**Text:**
It’s a beautiful day in the neighborhood

Sometimes, adventure is right in our own back yards. We have visitors here. There are several Sasha dolls in my person’s dining room even as I type this. One is a boy – she said his name is Gregor and he belonged to her own daughter when she was little. There is a pretty Sasha girl, too, also belonging to my person’s daughter. Sadly, the girl has lost her ability to keep herself together, and she is in pieces. I don’t think that’s any sort of mental breakdown, but just a physical condition. My person says she is going to re-string her. There are three more Sasha girls in boxes, too, and my person says there are even more of them, including two babies, back at the log cabin house. The mind boggles.

Sasha is so much larger than I am. When I first saw her, I was a bit frightened at how huge she was. It’s as if she is Gulliver and I am one of the little people or something. I was also extremely concerned when I first saw her because she was clearly injured, with her limbs and head askew.

**Supplied information:**

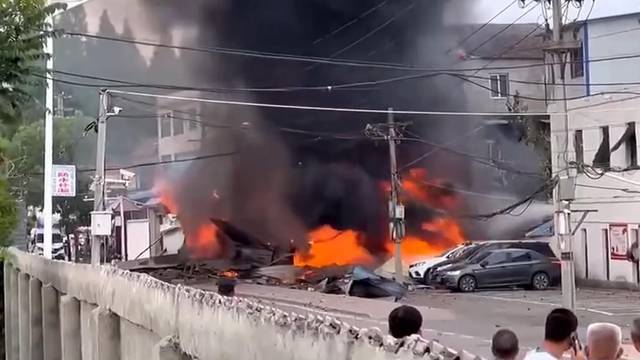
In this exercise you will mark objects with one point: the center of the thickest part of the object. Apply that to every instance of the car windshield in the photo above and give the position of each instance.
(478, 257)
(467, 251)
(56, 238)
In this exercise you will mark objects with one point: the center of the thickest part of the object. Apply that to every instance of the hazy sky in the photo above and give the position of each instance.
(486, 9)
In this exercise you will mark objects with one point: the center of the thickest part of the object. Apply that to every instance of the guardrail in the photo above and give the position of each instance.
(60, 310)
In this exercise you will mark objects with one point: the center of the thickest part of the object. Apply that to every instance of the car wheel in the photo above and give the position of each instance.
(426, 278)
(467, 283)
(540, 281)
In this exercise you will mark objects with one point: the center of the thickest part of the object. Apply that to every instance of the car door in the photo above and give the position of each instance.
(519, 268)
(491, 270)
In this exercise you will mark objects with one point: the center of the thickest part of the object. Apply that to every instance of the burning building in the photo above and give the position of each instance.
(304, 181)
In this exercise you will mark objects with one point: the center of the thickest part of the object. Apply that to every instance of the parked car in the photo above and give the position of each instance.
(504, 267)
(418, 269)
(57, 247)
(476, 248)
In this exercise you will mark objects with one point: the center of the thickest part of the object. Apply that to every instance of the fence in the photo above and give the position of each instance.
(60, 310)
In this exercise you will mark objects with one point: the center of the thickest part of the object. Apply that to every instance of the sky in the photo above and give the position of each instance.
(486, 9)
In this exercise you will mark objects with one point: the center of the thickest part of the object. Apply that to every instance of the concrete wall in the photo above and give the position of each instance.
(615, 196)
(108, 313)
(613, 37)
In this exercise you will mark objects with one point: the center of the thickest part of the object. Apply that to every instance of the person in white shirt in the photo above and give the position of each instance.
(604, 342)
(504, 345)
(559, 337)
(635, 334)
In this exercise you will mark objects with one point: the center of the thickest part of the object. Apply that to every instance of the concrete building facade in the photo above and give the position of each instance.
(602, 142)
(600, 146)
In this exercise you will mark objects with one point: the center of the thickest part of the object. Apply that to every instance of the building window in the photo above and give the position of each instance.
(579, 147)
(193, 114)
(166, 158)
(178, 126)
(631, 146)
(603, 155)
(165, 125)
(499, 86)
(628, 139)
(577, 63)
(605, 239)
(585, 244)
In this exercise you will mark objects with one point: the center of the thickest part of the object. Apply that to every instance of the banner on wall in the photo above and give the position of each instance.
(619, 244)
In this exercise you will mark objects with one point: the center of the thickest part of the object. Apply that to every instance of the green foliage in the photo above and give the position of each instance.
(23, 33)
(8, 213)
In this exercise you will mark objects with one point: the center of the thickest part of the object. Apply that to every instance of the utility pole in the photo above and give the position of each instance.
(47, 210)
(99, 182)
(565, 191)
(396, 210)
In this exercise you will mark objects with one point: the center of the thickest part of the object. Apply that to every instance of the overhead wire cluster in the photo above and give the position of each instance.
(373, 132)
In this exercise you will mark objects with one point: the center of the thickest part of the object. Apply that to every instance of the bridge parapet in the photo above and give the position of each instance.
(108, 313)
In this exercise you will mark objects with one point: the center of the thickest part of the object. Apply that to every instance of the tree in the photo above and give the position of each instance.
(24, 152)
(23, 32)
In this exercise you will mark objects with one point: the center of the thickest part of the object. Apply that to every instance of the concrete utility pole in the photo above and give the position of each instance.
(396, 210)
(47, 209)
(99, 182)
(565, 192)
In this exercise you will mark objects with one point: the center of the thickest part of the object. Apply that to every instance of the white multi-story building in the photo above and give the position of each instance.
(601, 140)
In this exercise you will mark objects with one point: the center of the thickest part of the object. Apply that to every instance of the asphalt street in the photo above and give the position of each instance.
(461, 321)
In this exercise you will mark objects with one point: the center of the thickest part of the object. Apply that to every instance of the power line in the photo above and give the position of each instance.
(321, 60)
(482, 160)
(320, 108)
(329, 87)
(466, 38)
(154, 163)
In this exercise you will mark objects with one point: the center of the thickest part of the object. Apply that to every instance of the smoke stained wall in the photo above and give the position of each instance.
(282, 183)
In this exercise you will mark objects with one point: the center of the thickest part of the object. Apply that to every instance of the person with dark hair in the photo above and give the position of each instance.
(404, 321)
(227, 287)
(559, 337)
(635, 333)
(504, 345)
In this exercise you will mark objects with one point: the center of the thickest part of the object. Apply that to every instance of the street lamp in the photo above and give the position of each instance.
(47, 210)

**Brief:** In the text about the Sasha dolls, whom did the boy doll Gregor belong to?

**Solution to this problem:** He belonged to the daughter of the narrator's person when she was little.